▶ **EXERCISE TASK**
Rewrite the rows below, replacing "snow patch" with "frozen puddle" and changing nothing else. Leave the pictures out of your answer.
[start of AVAILABLE RECORDS]
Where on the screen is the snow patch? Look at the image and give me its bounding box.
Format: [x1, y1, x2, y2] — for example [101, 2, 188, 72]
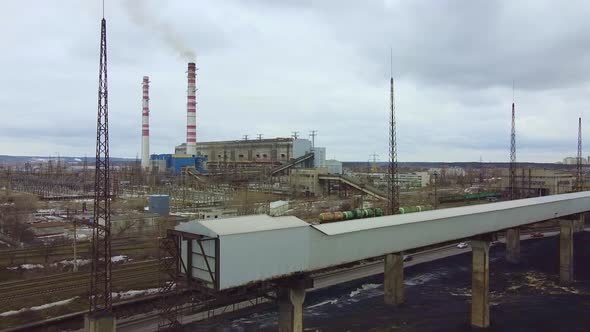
[307, 300, 338, 309]
[111, 255, 130, 263]
[348, 284, 381, 297]
[404, 273, 444, 286]
[0, 296, 78, 317]
[6, 264, 45, 271]
[112, 288, 160, 300]
[51, 258, 90, 267]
[end of AVAILABLE RECORDS]
▶ **COMPLETE RESPONSE**
Where on the screen is the frozen puddle? Look at the image and give me its bounding box.
Format: [x1, y1, x2, y2] — for example [101, 2, 188, 72]
[307, 300, 338, 309]
[111, 255, 130, 263]
[348, 284, 381, 297]
[404, 273, 444, 286]
[0, 296, 78, 317]
[6, 264, 45, 271]
[112, 288, 160, 300]
[51, 258, 90, 267]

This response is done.